Fig. 2: BMS-202 remodels the metabolic landscape by reducing the content of L-isoleucine in GBM cells.
figure 2

A OPLS-DA score plots between the control and BMS-202 groups. B Volcano plots showing the differentially distributed metabolites in BMS-202 group, taking the vehicle group as a control. red represents upregulated metabolites, and blue represents downregulated metabolites. C Clustering heatmap of typical metabolites; colors indicate the intensity level of the metabolites, with red representing a high level, and blue representing a low level. D GSEA enrichment of the pathways significantly participated by the above differential metabolites. E Barplots with individual points showing results from Enzyme-linked immunosorbent assay that BMS-202 inhibited the production of L-isoleucine in U251 cells. *p < 0.05.

Table 1 List of potential metabolites identified in the study.

BMS-202 activates Akt by attenuating the interaction between PD-L1 and- Akt

With the aim to investigate the possible mechanisms by which BMS-202 down-regulates the L-isoleucine content while inhibiting the effects of PD-L1, we performed western blotting to further verify the relationship between PD-L1 and Akt. Akt is generally phosphorylated at the 308 site of threonine (T308) in the activation loop and the 473 sites of serine (S473) in the hydrophobic motif of its C-terminal tail, both of which are markers for Akt activity [20]. Initially, the expression of p-Akt (T308) and p-Akt (S473) was detected in U251 cells, and the results revealed that both p-Akt (T308) and p-Akt (S473) were significantly increased in response to BMS-202 treatment (Fig. 3A, p < 0.01). Lysates from U251 cells were then subjected to AKT immunoprecipitation. The results showed that an interaction between PD-L1 and AKT in U251 cells was significantly attenuated by BMS-202 (Fig. 3B, p < 0.01). Next, the association between PD-L1 and AKT was studied by transfecting siRNA targeting PD-L1 and AKT overexpression, respectively. Interestingly, BMS-202 with PD-L1 knockdown was no longer effective at upregulating p-Akt (T308) expression (Fig. 3C), while the expression of PD-L1 was further reduced in AKT overexpressing cells treated with BMS-202 (Fig. 3D). Overall, our data indicated that BMS-202 indeed affected AKT protein expression by altering its interaction with PD-L1 in GBM. According to reports [21] BCAA may enhance the drug’s anti-cancer potential. However, L-isoleucine showed little effect on improving BMS-202 roles in GBM cells (Fig. 3E).

Fig. 3: BMS-202 activates AKT by attenuating the interaction between PD-L1 and AKT.
* * * * * * * * *
In the passage on BMS-202 in glioblastoma cells, at which two sites is Akt generally phosphorylated? The records are separate material, unrelated to the passage on BMS-202 in glioblastoma cells.
* * * * * * * * *
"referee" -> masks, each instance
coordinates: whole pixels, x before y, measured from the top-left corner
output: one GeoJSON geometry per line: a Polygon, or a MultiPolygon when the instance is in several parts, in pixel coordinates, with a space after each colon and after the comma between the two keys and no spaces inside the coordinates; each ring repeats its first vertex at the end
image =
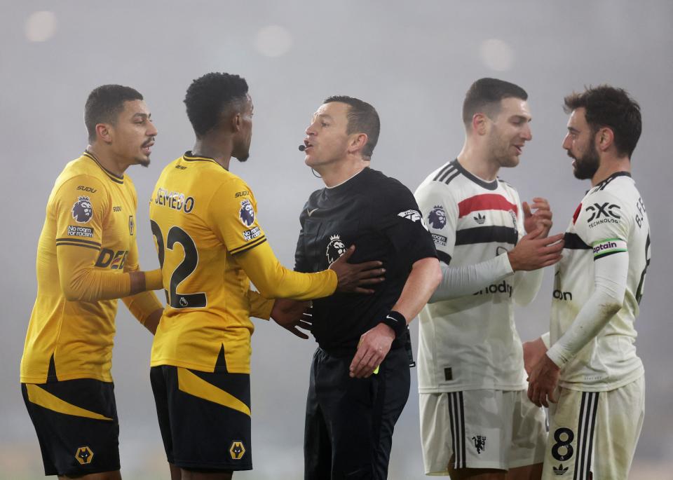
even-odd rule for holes
{"type": "Polygon", "coordinates": [[[338,96],[325,100],[306,131],[306,163],[325,188],[300,216],[295,268],[324,270],[352,245],[351,261],[381,260],[386,268],[369,295],[313,301],[318,348],[306,401],[306,480],[386,478],[393,430],[409,396],[407,324],[442,276],[414,196],[369,167],[379,128],[373,107],[338,96]]]}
* * * * * * * * *
REPLY
Akt is generally phosphorylated at threonine 308 (T308) in the activation loop and at serine 473 (S473) in the hydrophobic motif of its C-terminal tail.